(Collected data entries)
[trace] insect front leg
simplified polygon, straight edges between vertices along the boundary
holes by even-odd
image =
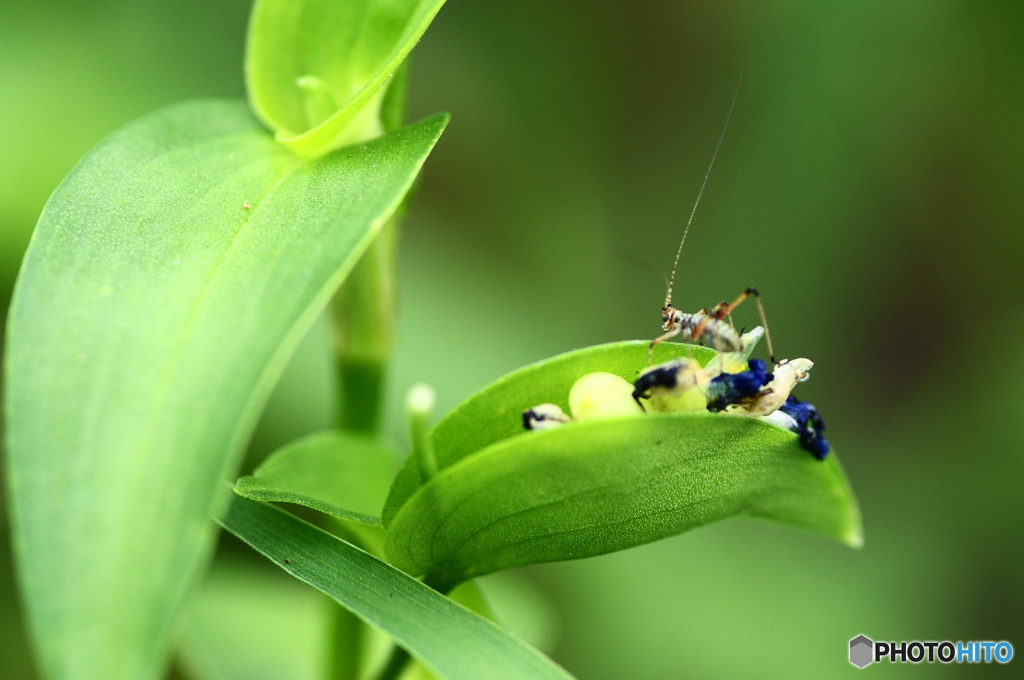
[[[668,331],[668,332],[666,332],[666,333],[664,333],[662,335],[659,335],[654,340],[651,340],[651,345],[650,345],[650,347],[647,348],[647,365],[648,366],[650,366],[654,362],[654,346],[658,345],[660,343],[663,343],[666,340],[671,340],[672,338],[674,338],[677,335],[679,335],[679,332],[681,330],[682,329],[679,326],[676,326],[672,330],[670,330],[670,331]]]

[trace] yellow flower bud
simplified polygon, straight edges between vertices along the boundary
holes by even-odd
[[[569,410],[577,420],[643,413],[633,399],[633,386],[611,373],[588,373],[569,391]]]

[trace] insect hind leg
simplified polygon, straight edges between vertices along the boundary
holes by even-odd
[[[771,358],[773,364],[779,362],[775,359],[775,349],[772,346],[772,334],[768,330],[768,319],[764,313],[764,303],[761,302],[761,294],[757,292],[757,288],[753,286],[747,288],[745,291],[740,293],[735,300],[726,304],[720,302],[715,305],[710,312],[710,316],[721,321],[726,317],[731,317],[734,309],[739,307],[748,297],[754,297],[754,302],[757,304],[757,313],[761,317],[761,325],[764,326],[764,339],[768,343],[768,356]]]

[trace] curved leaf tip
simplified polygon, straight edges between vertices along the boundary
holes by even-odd
[[[381,102],[443,0],[259,0],[246,85],[279,142],[317,157],[384,130]]]

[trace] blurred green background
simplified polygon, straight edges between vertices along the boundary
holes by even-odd
[[[4,308],[43,203],[93,144],[174,101],[243,95],[248,11],[4,4]],[[1024,651],[1022,26],[1009,0],[441,11],[413,61],[410,119],[446,110],[452,123],[402,235],[396,442],[413,382],[433,384],[444,412],[525,363],[658,333],[658,272],[743,70],[675,302],[761,290],[778,354],[816,362],[801,396],[827,418],[862,503],[859,552],[734,520],[523,570],[511,589],[494,580],[513,627],[543,628],[581,680],[853,673],[859,633]],[[738,322],[754,325],[752,306]],[[326,348],[321,324],[254,456],[329,423]],[[0,670],[32,678],[0,532]],[[535,609],[516,603],[533,591],[548,613],[531,624]],[[1008,677],[1020,663],[871,672]]]

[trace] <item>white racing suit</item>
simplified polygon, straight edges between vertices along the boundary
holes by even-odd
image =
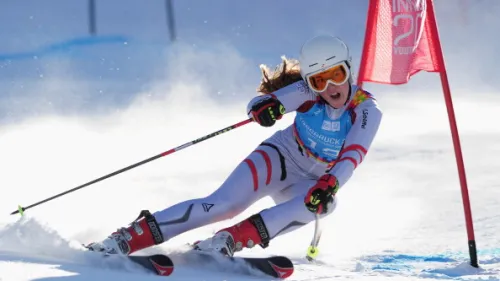
[[[338,109],[326,104],[303,81],[272,95],[287,113],[296,112],[293,124],[264,140],[212,194],[149,214],[146,222],[132,225],[118,238],[115,236],[117,242],[113,242],[112,248],[128,254],[162,243],[188,230],[230,219],[264,196],[271,196],[276,205],[248,219],[258,232],[248,239],[252,244],[253,239],[265,247],[278,235],[314,221],[315,214],[304,204],[307,192],[325,173],[334,175],[339,187],[349,180],[370,148],[382,112],[373,96],[356,85],[351,85],[347,102]],[[265,96],[252,99],[248,108]],[[335,209],[336,200],[335,196],[324,215]],[[236,232],[249,228],[253,230],[247,232],[255,232],[254,227],[243,223],[234,227],[239,226],[246,230]],[[152,235],[142,235],[146,229]],[[134,239],[138,242],[132,243]]]
[[[272,95],[287,113],[296,111],[295,122],[263,141],[211,195],[154,213],[165,240],[230,219],[268,195],[277,205],[260,216],[272,239],[314,220],[304,197],[320,176],[333,174],[341,187],[361,164],[382,117],[370,93],[352,85],[339,109],[323,102],[303,81]],[[250,101],[248,108],[262,97]],[[328,213],[335,204],[336,199]]]

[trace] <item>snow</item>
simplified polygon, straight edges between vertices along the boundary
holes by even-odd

> [Problem requirements]
Exclude the pictures, then retype every record exactly.

> [Written solution]
[trace] insect front leg
simplified polygon, straight edges between vertices along the boundary
holes by even-odd
image =
[[[668,331],[668,332],[666,332],[666,333],[664,333],[662,335],[659,335],[654,340],[651,340],[651,345],[650,345],[650,347],[647,348],[647,365],[648,366],[650,366],[654,362],[654,346],[658,345],[660,343],[663,343],[666,340],[671,340],[672,338],[674,338],[677,335],[679,335],[679,332],[681,330],[682,329],[679,326],[676,326],[672,330],[670,330],[670,331]]]

[trace] yellow flower bud
simplified polygon, straight edges between vertices along the boundary
holes by even-odd
[[[569,410],[577,420],[643,413],[633,399],[633,386],[611,373],[588,373],[569,391]]]

[trace] insect hind leg
simplified polygon, straight edges between vertices along the boundary
holes by even-odd
[[[771,358],[773,364],[779,362],[775,359],[775,349],[772,346],[772,334],[768,330],[768,319],[764,313],[764,303],[761,302],[761,294],[757,292],[757,288],[753,286],[747,288],[745,291],[740,293],[735,300],[726,304],[720,302],[715,305],[710,312],[710,316],[721,321],[726,317],[731,317],[734,309],[739,307],[748,297],[754,297],[754,302],[757,304],[757,313],[761,317],[761,325],[764,326],[764,339],[768,343],[768,356]]]

[trace] curved leaf tip
simplified polygon, straight edges between vertices along the boundary
holes by even-odd
[[[381,102],[443,0],[259,0],[246,85],[279,142],[317,157],[384,130]]]

[trace] blurred green background
simplified polygon, straight edges between vertices along the boundary
holes by even-odd
[[[4,308],[43,203],[93,144],[174,101],[243,95],[248,11],[4,4]],[[1024,651],[1022,26],[1009,0],[441,11],[413,61],[410,119],[446,110],[452,123],[402,235],[396,442],[413,382],[433,384],[444,412],[525,363],[658,333],[658,272],[743,70],[675,302],[761,290],[778,354],[816,362],[801,396],[827,418],[862,503],[859,552],[734,520],[523,570],[511,589],[494,580],[513,627],[543,628],[581,680],[853,673],[859,633]],[[738,322],[754,325],[752,306]],[[326,348],[321,324],[254,456],[329,423]],[[0,670],[32,678],[0,532]],[[535,609],[516,603],[533,591],[548,613],[531,624]],[[1008,677],[1020,663],[871,672]]]

[trace] <item>white racing suit</item>
simplified polygon, straight edges between vertices along the boundary
holes by even-odd
image =
[[[338,109],[326,104],[303,81],[272,95],[287,113],[296,112],[293,124],[264,140],[212,194],[149,214],[146,222],[132,225],[118,238],[115,236],[117,242],[113,242],[112,248],[128,254],[162,243],[188,230],[230,219],[264,196],[271,196],[276,205],[248,219],[258,232],[248,239],[252,244],[253,239],[265,247],[278,235],[314,221],[315,214],[304,204],[307,192],[325,173],[334,175],[339,187],[349,180],[370,148],[382,112],[373,96],[356,85],[351,85],[347,102]],[[265,96],[252,99],[248,108]],[[335,209],[336,200],[335,196],[324,215]],[[236,232],[249,228],[253,230],[247,232],[255,232],[254,227],[243,223],[234,227],[239,226],[246,230]],[[152,235],[142,235],[146,229]],[[134,239],[138,242],[132,243]]]
[[[272,95],[287,113],[296,111],[295,122],[263,141],[211,195],[154,213],[165,240],[230,219],[268,195],[277,205],[260,216],[272,239],[314,220],[304,197],[320,176],[333,174],[341,187],[361,164],[382,117],[370,93],[352,85],[339,109],[323,102],[303,81]],[[250,101],[248,108],[262,97]],[[328,213],[335,204],[336,199]]]

[trace] <item>snow</item>
simplified polygon, straight edges between vertices along the boundary
holes by even-odd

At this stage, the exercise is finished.